* _OBJECTIVE_
Reproduce the text lines of the records below word for word, omitting the pictures.

* _EXERCISE MATERIALS_

◇ ◇ ◇

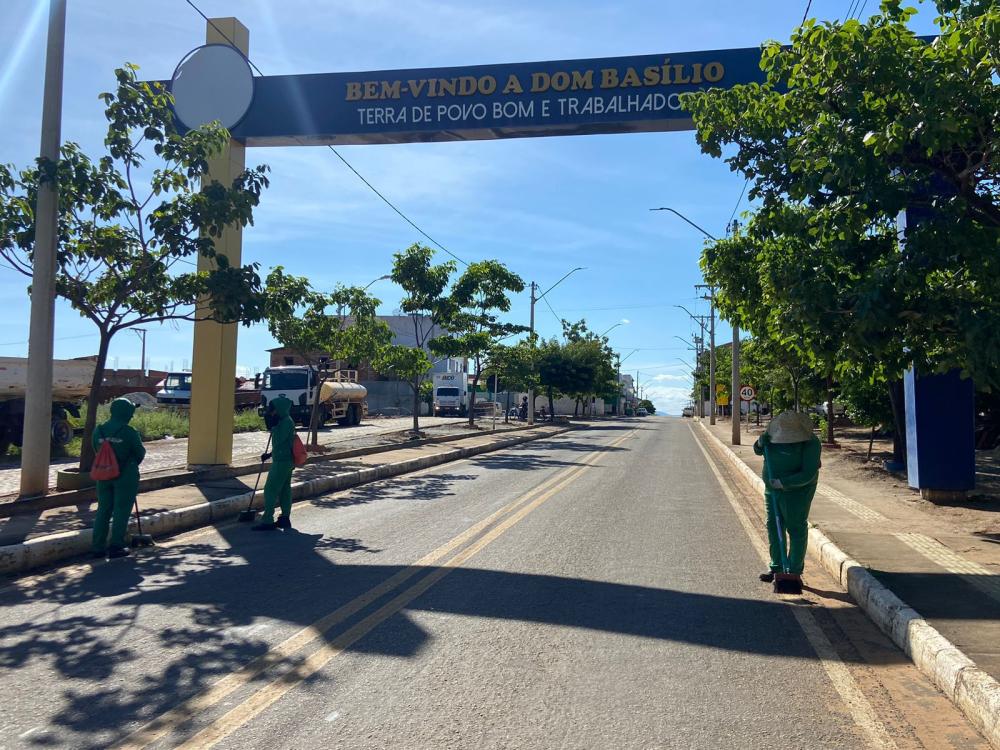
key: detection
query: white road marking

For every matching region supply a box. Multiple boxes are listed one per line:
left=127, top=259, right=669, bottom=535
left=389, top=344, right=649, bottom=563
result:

◇ ◇ ◇

* _COMPLETED EXERCISE_
key: detection
query: white road marking

For every matching region supply a box. Multiple boxes are listed one per line:
left=127, top=259, right=669, bottom=535
left=389, top=344, right=649, bottom=563
result:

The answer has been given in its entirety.